▶ [TRECHO]:
§ §

Jurisprudência
10 jun 15 11:16

TRIBUNAL NEGA PEDIDO DE ESTUDANTE PARA SUBSTITUIR PROFESSORA NO CURSO DE LETRAS DA FURG

O Tribunal Regional Federal da 4ª Região (TRF4) negou recurso liminar de uma estudante de letras da Fundação Universidade Federal do Rio Grande (FURG) que pedia a substituição de uma professora por supostos problemas de relacionamento. A decisão é da 4ª Turma e foi divulgada na última semana.

A autora ajuizou a ação na Justiça Federal de Rio Grande (RS) depois de não conseguir o afastamento da docente administrativamente. Ela narra que teve uma série de problemas com a professora no ano letivo de 2014, culminando com sua reprovação na disciplina.

Uma postagem no facebook teria iniciado os desentendimentos. No post, a estudante fazia uma crítica às aulas da docente. Mesmo não tendo seu nome citado, a professora sentiu-se ofendida e ajuizou ação por danos morais na Justiça Estadual, obtendo ganho de causa no início deste mês.

Depois de ter seu pedido de tutela antecipada negado pela 1ª Vara Federal de Rio Grande, a estudante apelou ao tribunal. Ela alega que o ingresso com ação judicial por parte da professora revela a pretensão da docente de mostrar poder e superioridade.

Segundo a desembargadora federal Vivian Josete Pantaleão Caminha, relatora do processo, “o mal-estar gerado entre as partes não é suficiente para legitimar a substituição da docente”. Para a magistrada, “o ajuizamento de ação em razão de comentário feito pela agravante no facebook, constituem exercício regular do direito do cidadão, não restando evidenciado o abuso dessa prerrogativa”.

A imposição judicial de substituição de docente em face de desavenças acadêmicas importa em interferência indevida no âmbito de organização interna da universidade, somente admissível em casos de evidente ilegalidade, sob pena de afronta ao princípio da autonomia universitária, previsto no art. 207 da Constituição Federal, escreveu a desembargadora em seu voto.

§ §

▶ [LINHAS DE DADOS]:

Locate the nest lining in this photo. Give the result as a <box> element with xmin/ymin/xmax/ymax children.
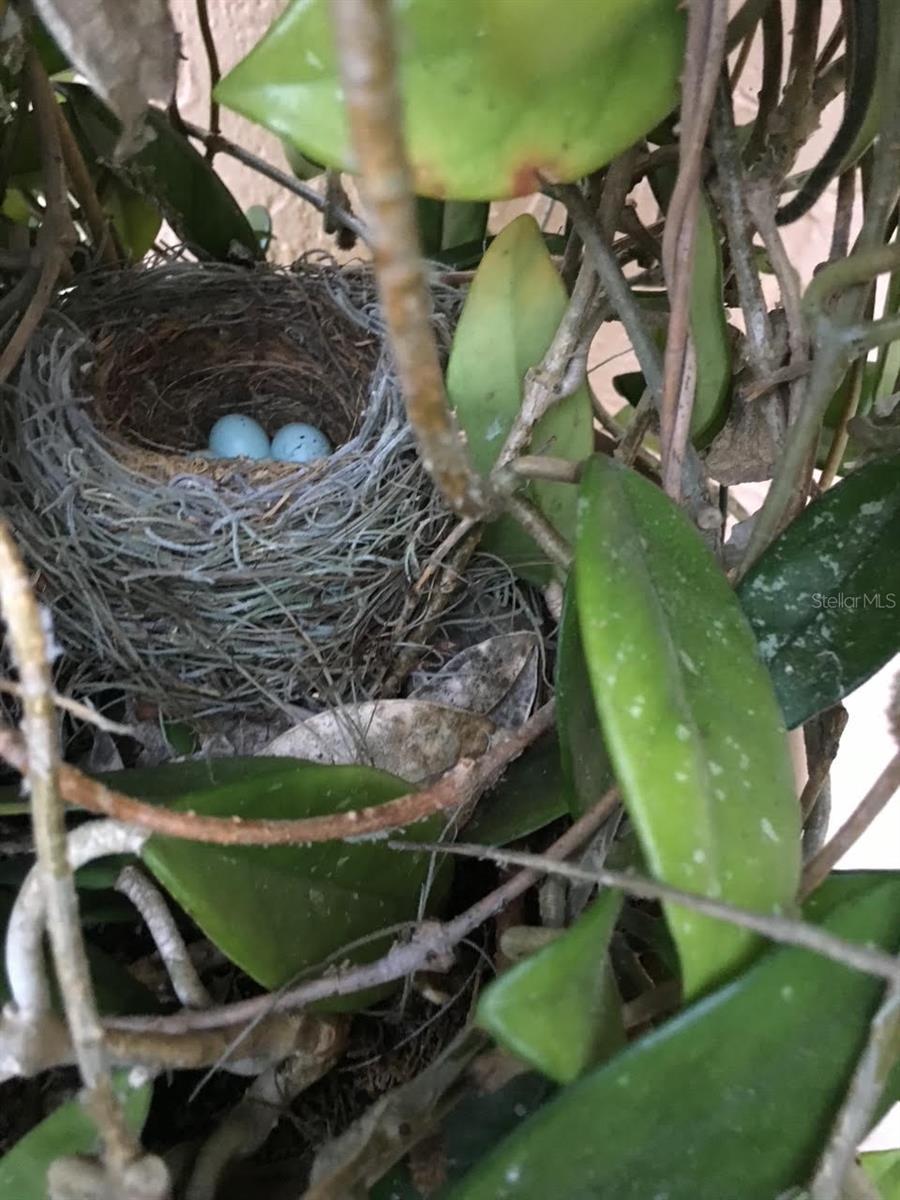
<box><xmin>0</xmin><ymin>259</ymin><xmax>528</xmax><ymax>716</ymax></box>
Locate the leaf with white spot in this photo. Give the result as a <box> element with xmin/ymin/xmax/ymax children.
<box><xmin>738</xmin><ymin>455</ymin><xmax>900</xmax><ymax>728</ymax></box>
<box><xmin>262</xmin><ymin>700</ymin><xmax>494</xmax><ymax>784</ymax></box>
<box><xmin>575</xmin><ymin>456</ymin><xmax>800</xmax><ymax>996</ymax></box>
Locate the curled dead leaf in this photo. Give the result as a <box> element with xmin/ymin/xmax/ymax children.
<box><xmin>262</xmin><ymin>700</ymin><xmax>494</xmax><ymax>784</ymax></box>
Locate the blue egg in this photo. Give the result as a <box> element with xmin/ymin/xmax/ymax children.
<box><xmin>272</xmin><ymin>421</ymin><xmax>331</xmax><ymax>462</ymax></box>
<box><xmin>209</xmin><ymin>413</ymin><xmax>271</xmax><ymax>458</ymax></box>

§ §

▶ [INSTRUÇÕES]:
• a. Copie de novo a notícia sobre a decisão do TRF4, de "A autora ajuizou" até "início deste mês.", trocando "docente" por "educadora".
• b. Na notícia sobre a decisão do TRF4, resuma em duas frases o parágrafo que começa com "Uma postagem no facebook", mantendo os fatos principais.

▶ [RESPOSTAS EM ORDEM]:
• a.
A autora ajuizou a ação na Justiça Federal de Rio Grande (RS) depois de não conseguir o afastamento da educadora administrativamente. Ela narra que teve uma série de problemas com a professora no ano letivo de 2014, culminando com sua reprovação na disciplina.

Uma postagem no facebook teria iniciado os desentendimentos. No post, a estudante fazia uma crítica às aulas da educadora. Mesmo não tendo seu nome citado, a professora sentiu-se ofendida e ajuizou ação por danos morais na Justiça Estadual, obtendo ganho de causa no início deste mês.

• b. Os desentendimentos teriam começado com um post no facebook em que a estudante criticava as aulas da docente. Mesmo sem ser citada pelo nome, a professora se sentiu ofendida, entrou com ação por danos morais na Justiça Estadual e ganhou a causa no início deste mês.